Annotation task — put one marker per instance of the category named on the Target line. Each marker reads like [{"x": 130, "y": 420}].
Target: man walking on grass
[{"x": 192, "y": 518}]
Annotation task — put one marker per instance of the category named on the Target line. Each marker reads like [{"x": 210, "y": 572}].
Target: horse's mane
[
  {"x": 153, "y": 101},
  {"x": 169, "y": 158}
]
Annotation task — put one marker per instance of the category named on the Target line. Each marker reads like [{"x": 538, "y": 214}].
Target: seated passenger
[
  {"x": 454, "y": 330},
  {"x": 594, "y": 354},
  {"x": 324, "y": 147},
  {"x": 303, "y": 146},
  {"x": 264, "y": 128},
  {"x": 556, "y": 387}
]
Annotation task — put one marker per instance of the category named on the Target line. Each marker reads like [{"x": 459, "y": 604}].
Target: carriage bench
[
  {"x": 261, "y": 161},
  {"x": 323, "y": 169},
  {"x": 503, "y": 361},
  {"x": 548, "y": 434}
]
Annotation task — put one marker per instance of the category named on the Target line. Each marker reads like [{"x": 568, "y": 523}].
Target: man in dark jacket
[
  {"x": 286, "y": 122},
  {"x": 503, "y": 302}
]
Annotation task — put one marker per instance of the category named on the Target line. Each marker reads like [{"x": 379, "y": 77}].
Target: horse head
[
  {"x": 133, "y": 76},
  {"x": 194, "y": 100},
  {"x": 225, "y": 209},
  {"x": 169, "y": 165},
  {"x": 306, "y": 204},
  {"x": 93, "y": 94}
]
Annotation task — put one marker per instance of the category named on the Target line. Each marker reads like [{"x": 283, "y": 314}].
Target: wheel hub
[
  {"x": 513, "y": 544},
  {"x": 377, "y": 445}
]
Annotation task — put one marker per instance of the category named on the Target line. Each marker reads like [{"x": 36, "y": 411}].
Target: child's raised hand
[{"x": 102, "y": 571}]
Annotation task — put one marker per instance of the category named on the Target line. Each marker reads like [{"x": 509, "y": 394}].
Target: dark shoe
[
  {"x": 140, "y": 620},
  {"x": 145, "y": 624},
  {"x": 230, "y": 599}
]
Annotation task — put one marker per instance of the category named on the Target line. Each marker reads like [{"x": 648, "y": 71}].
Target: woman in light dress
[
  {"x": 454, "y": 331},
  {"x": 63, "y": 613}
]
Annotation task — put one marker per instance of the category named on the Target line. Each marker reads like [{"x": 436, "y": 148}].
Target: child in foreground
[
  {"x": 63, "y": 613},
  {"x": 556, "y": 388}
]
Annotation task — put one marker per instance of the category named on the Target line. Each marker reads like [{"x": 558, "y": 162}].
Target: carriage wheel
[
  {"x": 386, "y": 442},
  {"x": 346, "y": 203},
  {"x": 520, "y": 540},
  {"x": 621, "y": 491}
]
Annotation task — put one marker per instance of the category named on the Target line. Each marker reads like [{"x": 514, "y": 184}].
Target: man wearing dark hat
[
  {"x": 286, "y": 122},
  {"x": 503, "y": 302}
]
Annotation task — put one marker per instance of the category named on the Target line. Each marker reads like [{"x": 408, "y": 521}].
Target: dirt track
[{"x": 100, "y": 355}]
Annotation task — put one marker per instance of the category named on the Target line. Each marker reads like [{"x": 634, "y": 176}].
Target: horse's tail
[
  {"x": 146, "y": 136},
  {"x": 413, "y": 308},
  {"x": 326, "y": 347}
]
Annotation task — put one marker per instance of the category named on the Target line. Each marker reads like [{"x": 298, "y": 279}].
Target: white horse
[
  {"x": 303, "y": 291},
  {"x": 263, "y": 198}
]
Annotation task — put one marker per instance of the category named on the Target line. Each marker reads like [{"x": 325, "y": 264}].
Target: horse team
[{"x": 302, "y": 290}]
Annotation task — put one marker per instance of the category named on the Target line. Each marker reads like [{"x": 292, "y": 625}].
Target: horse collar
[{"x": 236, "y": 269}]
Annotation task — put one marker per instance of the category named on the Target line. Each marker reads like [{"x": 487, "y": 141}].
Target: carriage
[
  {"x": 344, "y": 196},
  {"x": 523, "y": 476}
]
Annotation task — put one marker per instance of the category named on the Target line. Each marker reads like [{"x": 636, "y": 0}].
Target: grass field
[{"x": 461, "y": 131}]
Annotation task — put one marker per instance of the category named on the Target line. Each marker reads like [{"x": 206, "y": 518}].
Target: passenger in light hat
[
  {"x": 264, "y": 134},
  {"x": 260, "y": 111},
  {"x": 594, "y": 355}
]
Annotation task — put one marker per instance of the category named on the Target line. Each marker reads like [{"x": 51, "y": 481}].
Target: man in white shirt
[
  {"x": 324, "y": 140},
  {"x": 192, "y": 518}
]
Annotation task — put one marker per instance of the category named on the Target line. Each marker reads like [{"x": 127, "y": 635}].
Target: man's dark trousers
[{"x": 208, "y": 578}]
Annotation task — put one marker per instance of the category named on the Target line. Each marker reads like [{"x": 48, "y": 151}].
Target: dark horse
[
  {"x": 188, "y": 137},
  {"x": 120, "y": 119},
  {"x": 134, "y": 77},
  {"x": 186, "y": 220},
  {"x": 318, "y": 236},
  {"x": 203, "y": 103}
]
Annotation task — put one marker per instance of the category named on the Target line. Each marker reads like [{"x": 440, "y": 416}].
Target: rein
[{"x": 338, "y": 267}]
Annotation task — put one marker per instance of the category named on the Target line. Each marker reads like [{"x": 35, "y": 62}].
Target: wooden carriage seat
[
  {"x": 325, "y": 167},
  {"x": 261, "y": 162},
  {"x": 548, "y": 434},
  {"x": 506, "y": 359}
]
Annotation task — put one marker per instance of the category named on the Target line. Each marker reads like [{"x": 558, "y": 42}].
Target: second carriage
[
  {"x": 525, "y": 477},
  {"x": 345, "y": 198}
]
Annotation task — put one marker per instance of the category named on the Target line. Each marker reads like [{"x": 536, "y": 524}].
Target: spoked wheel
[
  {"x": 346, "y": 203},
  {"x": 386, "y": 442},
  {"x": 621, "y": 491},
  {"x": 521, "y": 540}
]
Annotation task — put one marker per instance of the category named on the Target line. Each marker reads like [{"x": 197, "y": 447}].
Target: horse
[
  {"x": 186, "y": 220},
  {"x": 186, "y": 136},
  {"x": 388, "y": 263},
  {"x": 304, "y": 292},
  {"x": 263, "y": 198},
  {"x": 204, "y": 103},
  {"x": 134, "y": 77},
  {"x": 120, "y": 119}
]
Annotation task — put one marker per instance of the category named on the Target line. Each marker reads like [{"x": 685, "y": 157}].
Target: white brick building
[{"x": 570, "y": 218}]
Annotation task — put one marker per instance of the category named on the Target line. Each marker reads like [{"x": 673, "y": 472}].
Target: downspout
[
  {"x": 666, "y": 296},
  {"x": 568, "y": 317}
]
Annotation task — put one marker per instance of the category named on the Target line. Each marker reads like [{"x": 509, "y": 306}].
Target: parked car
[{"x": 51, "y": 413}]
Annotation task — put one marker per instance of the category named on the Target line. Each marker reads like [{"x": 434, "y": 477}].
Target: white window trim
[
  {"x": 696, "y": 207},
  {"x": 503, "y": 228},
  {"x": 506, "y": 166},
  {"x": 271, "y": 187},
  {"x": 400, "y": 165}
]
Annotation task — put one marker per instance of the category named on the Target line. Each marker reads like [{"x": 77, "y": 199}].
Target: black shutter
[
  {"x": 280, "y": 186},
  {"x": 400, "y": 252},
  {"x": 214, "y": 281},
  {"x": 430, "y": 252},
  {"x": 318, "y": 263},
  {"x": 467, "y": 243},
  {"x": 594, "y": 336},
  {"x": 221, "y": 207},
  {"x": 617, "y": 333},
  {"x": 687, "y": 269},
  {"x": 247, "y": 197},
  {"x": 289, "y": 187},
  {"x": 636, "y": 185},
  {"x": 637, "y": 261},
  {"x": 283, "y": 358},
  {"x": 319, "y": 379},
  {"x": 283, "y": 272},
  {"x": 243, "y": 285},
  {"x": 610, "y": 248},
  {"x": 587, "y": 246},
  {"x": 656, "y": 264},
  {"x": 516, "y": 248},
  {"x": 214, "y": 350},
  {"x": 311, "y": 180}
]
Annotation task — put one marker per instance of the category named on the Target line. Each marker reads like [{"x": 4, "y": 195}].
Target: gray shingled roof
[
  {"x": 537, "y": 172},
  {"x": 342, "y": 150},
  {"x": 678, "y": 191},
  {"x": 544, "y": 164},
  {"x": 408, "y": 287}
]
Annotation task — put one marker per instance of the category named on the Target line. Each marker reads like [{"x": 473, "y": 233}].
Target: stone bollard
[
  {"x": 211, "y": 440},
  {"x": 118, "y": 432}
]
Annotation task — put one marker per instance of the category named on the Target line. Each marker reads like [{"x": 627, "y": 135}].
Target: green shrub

● Short task
How many of the lines above contain the string "horse"? Reply with the number alone.

● Solution to this task
8